— Input data —
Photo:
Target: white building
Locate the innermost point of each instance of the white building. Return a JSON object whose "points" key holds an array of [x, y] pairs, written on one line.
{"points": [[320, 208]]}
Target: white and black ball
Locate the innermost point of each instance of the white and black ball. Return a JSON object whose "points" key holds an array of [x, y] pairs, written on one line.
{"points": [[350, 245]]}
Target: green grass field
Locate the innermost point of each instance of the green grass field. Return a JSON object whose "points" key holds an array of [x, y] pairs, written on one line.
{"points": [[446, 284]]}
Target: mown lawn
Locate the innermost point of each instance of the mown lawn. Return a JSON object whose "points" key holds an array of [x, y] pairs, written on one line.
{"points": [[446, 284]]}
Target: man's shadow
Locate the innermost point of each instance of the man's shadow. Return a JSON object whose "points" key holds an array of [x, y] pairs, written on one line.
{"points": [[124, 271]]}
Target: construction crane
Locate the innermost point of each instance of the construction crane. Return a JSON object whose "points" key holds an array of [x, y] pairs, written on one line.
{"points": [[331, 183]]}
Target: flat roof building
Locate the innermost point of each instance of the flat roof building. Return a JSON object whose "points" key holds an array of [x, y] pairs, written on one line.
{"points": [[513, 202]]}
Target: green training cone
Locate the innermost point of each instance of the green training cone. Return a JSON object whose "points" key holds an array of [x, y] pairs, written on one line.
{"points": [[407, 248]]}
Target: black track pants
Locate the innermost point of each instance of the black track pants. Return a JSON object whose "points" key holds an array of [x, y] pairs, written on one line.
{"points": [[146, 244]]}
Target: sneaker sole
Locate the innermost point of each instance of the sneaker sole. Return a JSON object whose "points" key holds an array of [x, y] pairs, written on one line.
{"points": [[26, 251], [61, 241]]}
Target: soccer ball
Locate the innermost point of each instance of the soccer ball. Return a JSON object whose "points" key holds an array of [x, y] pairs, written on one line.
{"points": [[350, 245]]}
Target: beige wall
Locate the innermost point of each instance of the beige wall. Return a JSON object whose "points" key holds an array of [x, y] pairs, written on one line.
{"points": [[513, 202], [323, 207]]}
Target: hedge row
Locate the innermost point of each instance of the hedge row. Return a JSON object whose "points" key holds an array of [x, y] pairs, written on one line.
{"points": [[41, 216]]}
---
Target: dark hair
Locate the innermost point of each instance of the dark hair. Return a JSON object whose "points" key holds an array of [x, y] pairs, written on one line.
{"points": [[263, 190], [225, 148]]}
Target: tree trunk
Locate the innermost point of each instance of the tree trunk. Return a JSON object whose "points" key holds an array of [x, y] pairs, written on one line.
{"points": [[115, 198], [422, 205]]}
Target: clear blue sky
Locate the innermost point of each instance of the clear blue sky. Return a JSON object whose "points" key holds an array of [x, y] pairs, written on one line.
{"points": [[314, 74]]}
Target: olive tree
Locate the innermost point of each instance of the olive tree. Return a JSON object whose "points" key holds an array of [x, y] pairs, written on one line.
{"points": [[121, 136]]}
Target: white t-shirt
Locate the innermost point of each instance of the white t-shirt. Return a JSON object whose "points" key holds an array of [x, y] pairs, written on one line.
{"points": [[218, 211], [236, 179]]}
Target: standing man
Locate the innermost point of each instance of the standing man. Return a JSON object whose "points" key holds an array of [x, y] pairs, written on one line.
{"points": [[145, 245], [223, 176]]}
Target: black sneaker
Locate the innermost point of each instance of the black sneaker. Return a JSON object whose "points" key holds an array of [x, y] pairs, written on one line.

— What you need to do —
Repeat word for word the lines above that run from the line containing "Locate the innermost point of each instance of the man's" through the line containing "Target: green training cone", both ends included, and nothing else.

— Exercise response —
Locate the innermost point of each instance of the man's shadow. Return a JSON object whose "points" key holds an array of [x, y] pairs, written on one line.
{"points": [[124, 271]]}
Target: construction crane
Locate the innermost point of each instance of the construction crane. Return a JSON object whose "points" key holds an array of [x, y] pairs, written on one line.
{"points": [[331, 183]]}
Target: flat roof building
Locate the innermost point of each instance of the flat roof building. Return a JSON object whose "points" key holds an array of [x, y] pairs, written on one line.
{"points": [[513, 202]]}
Target: green training cone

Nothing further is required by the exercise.